▶ **What to produce**
Shift every coordinate in the answers by -22, then give the data again with the requests included, covering only the stretch from the line containing "signpost accordingly in the photo above." through the end of the data.
[begin Extracted information]
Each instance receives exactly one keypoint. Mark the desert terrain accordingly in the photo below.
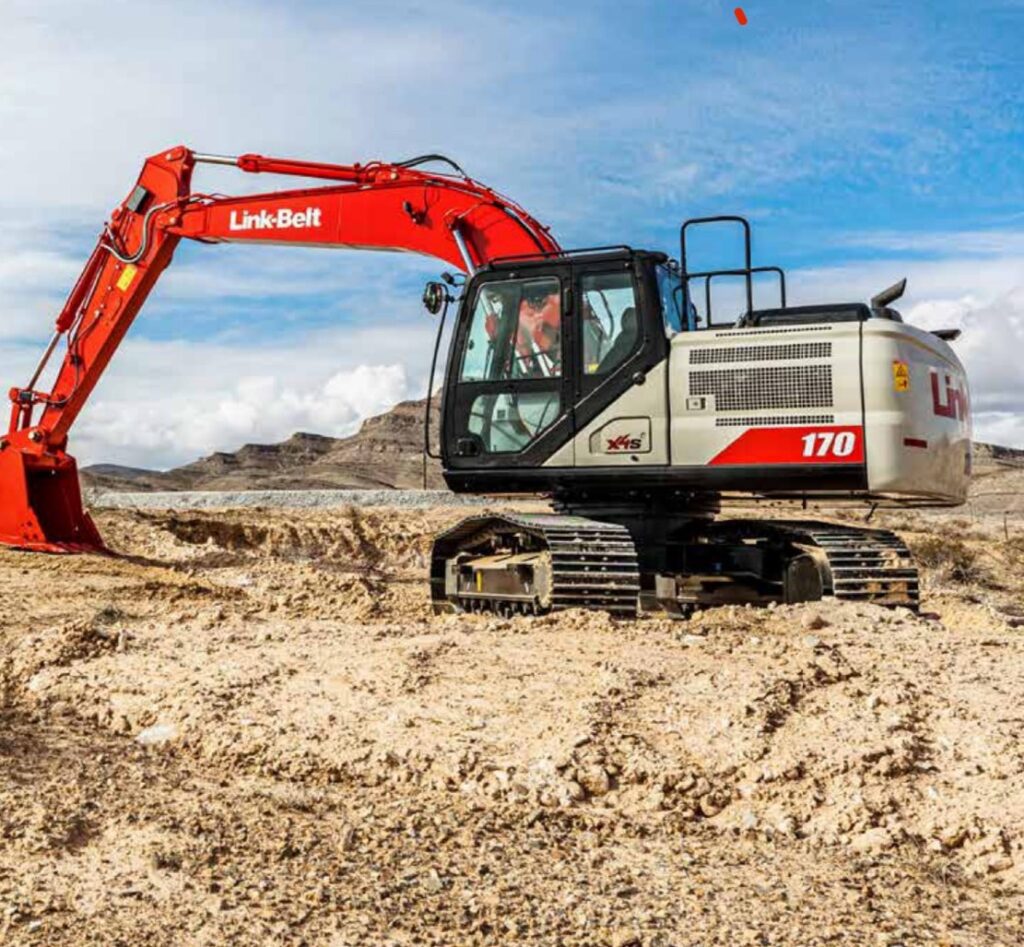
(249, 728)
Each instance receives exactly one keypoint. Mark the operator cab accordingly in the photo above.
(544, 343)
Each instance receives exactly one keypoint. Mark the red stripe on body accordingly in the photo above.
(814, 444)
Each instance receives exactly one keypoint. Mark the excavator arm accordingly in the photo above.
(377, 206)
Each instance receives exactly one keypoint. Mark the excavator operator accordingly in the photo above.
(539, 341)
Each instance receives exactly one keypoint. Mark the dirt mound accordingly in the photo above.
(250, 728)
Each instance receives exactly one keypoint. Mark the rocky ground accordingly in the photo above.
(249, 729)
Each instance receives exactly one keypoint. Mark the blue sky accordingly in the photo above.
(866, 140)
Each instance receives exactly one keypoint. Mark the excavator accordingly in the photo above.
(596, 377)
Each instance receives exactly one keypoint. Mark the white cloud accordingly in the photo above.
(982, 297)
(253, 410)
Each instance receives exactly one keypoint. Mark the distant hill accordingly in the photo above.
(387, 452)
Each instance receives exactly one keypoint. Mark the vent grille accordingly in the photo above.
(766, 388)
(773, 422)
(762, 352)
(732, 334)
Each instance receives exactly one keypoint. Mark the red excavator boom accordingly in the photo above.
(377, 206)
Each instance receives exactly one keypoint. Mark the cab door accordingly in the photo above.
(622, 411)
(508, 398)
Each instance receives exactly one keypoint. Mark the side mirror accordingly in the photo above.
(434, 297)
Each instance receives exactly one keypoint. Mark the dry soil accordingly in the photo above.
(249, 729)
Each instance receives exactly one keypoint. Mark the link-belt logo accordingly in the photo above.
(274, 220)
(624, 442)
(949, 399)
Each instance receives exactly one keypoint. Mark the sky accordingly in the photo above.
(865, 140)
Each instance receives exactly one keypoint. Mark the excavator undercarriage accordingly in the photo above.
(537, 563)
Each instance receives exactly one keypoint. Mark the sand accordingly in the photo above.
(250, 729)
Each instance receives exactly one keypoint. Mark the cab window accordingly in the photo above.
(609, 321)
(516, 332)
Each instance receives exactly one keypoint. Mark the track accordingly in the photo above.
(554, 562)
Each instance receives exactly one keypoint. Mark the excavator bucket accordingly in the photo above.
(41, 507)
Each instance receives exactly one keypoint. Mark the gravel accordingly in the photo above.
(285, 500)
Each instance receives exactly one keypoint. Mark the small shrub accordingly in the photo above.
(951, 558)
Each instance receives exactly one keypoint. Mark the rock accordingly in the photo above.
(709, 806)
(432, 881)
(872, 841)
(157, 735)
(952, 836)
(625, 938)
(594, 779)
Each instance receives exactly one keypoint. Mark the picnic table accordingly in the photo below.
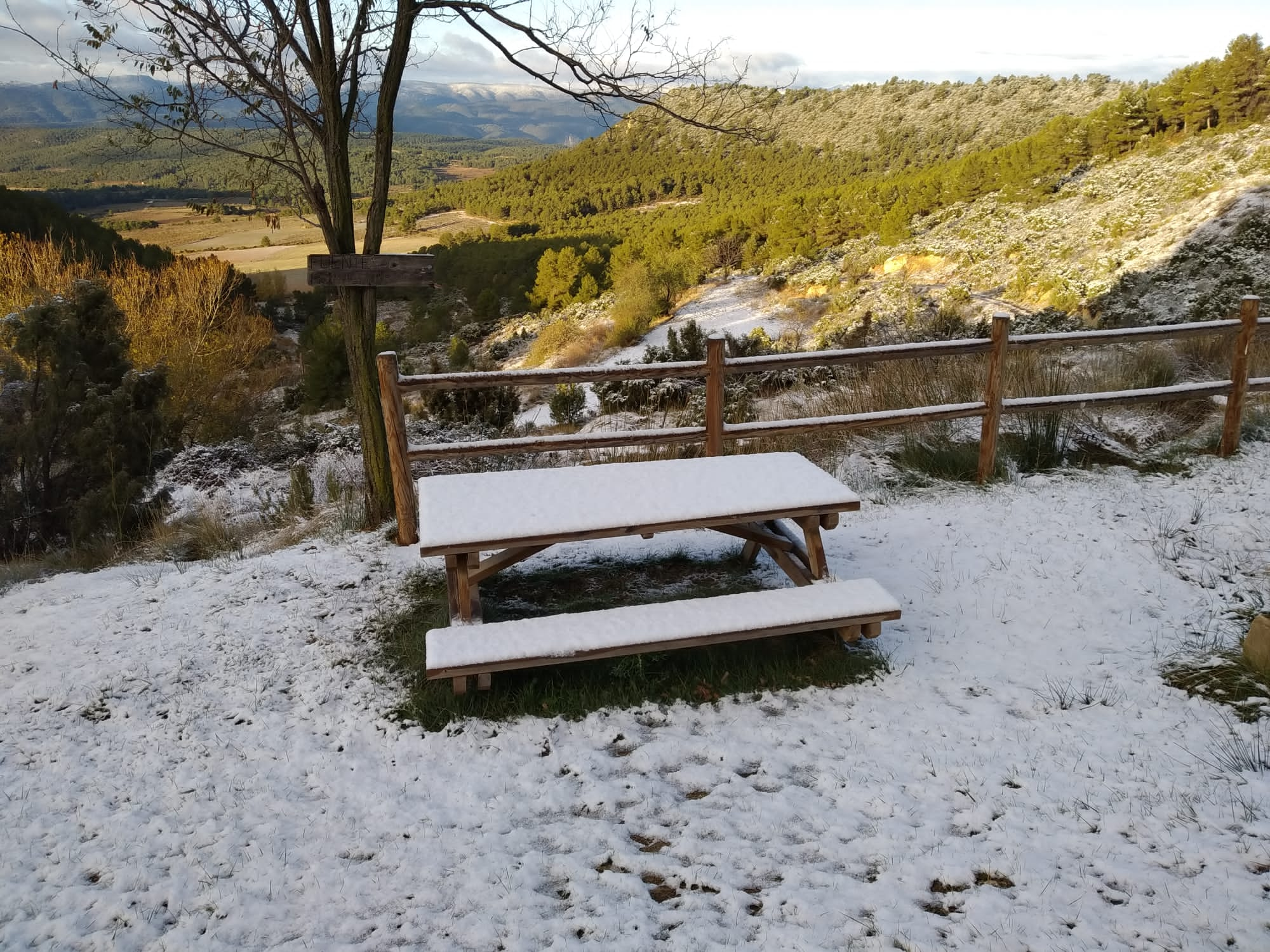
(777, 503)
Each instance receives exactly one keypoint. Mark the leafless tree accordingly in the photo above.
(288, 84)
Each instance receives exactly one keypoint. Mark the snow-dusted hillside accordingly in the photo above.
(1161, 235)
(201, 758)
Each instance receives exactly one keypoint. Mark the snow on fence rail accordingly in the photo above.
(717, 367)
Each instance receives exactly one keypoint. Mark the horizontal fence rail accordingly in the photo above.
(1243, 331)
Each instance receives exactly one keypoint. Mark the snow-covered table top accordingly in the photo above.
(487, 511)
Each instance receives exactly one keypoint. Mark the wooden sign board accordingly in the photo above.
(370, 271)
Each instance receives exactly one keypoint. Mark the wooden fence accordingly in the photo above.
(717, 367)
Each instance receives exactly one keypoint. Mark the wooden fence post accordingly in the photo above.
(1249, 309)
(994, 393)
(714, 395)
(399, 461)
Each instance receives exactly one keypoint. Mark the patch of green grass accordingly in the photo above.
(695, 676)
(939, 458)
(1225, 678)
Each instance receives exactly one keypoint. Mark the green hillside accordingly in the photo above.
(879, 164)
(91, 166)
(36, 216)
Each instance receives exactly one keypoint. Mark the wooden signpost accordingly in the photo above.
(370, 271)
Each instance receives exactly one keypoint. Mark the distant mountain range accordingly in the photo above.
(463, 110)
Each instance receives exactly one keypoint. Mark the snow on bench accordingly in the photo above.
(478, 649)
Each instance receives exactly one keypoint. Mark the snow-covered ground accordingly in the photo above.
[end Extracted information]
▶ **Correct answer**
Each instance receives exactly one keypoint. Mark the wooden signpost accordingly in the photo above.
(348, 249)
Each instance receives exactly one keypoint. Mark the distant mountain range accordingly in the photo above.
(441, 88)
Each instance receives exactly one keypoint. Mark the snow on bench accordingly in the photo above.
(456, 627)
Each instance receives exactly one keypoint. Mark the snow-covered ground accordingly in the photo above.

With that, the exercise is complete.